- [Page text]:
----------

Applying the Divergence Theorem to an Electric Force Field
Let \(\mathbf{F}=\mathbf{F}(x,y,z)\) be an electric force field \[ \mathbf{F}=\mathbf{F}(x,y,z)=\frac{\varepsilon qQ}{x^{2}+y^{2}+z^{2}}\mathbf{u} \]
where \(\varepsilon \) is a constant that depends on the units used; \(q\) and \(Q \) are the charges of two objects, one located at the point \((0,0,0)\) and the other at a point \((x,y,z)\); and \(\mathbf{u}\) is the unit vector in the direction from \((0,0,0)\) to \((x,y,z)\). Let \(S\) be a closed surface with positive orientation that encloses a solid \(E \) in space.
Show that the following statements are true under the assumptions of the Divergence Theorem:
- If neither \(S\) nor its interior contains the point \((0,0,0)\), then \(\iint\limits_S \mathbf{F}\,{\bf\cdot}\, \mathbf{n}\,dS=0\). That is, the flux of \(\mathbf{F}\) across \(S\) equals \(0\).

----------

- [Material supplied]:
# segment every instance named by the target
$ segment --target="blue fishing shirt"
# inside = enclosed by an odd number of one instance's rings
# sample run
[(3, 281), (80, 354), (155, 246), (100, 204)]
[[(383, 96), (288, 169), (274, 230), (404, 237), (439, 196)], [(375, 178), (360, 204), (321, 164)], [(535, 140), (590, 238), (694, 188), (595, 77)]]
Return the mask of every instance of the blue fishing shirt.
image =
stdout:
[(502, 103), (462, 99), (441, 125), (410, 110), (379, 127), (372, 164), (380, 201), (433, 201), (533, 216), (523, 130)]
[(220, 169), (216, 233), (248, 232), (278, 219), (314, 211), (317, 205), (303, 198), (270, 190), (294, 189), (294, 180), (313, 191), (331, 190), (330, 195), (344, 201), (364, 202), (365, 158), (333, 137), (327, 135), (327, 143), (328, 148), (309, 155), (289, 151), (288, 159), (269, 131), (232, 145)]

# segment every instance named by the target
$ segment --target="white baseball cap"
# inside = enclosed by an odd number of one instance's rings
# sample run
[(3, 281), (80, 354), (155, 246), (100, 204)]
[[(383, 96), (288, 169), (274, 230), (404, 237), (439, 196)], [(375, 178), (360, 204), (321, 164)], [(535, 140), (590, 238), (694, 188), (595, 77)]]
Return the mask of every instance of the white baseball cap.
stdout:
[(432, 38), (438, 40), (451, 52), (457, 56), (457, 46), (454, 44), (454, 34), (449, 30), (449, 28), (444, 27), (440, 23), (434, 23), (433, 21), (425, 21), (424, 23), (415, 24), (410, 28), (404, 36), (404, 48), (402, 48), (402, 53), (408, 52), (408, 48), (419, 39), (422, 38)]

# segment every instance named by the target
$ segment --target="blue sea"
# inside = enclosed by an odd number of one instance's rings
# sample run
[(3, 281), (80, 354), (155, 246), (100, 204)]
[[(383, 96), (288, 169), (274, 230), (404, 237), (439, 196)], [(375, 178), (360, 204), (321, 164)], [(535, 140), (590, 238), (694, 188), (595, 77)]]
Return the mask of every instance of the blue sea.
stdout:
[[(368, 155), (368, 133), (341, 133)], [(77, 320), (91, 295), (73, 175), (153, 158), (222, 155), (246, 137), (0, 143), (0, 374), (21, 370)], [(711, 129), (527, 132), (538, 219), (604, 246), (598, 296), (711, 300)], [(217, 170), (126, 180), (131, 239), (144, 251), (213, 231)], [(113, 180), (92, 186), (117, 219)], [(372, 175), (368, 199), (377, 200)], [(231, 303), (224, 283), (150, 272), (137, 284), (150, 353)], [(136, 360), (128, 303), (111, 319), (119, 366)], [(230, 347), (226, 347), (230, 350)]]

----------

- [Required task 1]: Duplicate the electric force field text from "Applying the Divergence" up to and including "across \(S\) equals \(0\).".
- [Required task 2]: According to the electric force field text, what does the constant ε depend on?

- [Full solution 1]:
Applying the Divergence Theorem to an Electric Force Field
Let \(\mathbf{F}=\mathbf{F}(x,y,z)\) be an electric force field \[ \mathbf{F}=\mathbf{F}(x,y,z)=\frac{\varepsilon qQ}{x^{2}+y^{2}+z^{2}}\mathbf{u} \]
where \(\varepsilon \) is a constant that depends on the units used; \(q\) and \(Q \) are the charges of two objects, one located at the point \((0,0,0)\) and the other at a point \((x,y,z)\); and \(\mathbf{u}\) is the unit vector in the direction from \((0,0,0)\) to \((x,y,z)\). Let \(S\) be a closed surface with positive orientation that encloses a solid \(E \) in space.
Show that the following statements are true under the assumptions of the Divergence Theorem:
- If neither \(S\) nor its interior contains the point \((0,0,0)\), then \(\iint\limits_S \mathbf{F}\,{\bf\cdot}\, \mathbf{n}\,dS=0\). That is, the flux of \(\mathbf{F}\) across \(S\) equals \(0\).

- [Full solution 2]: It depends on the units used.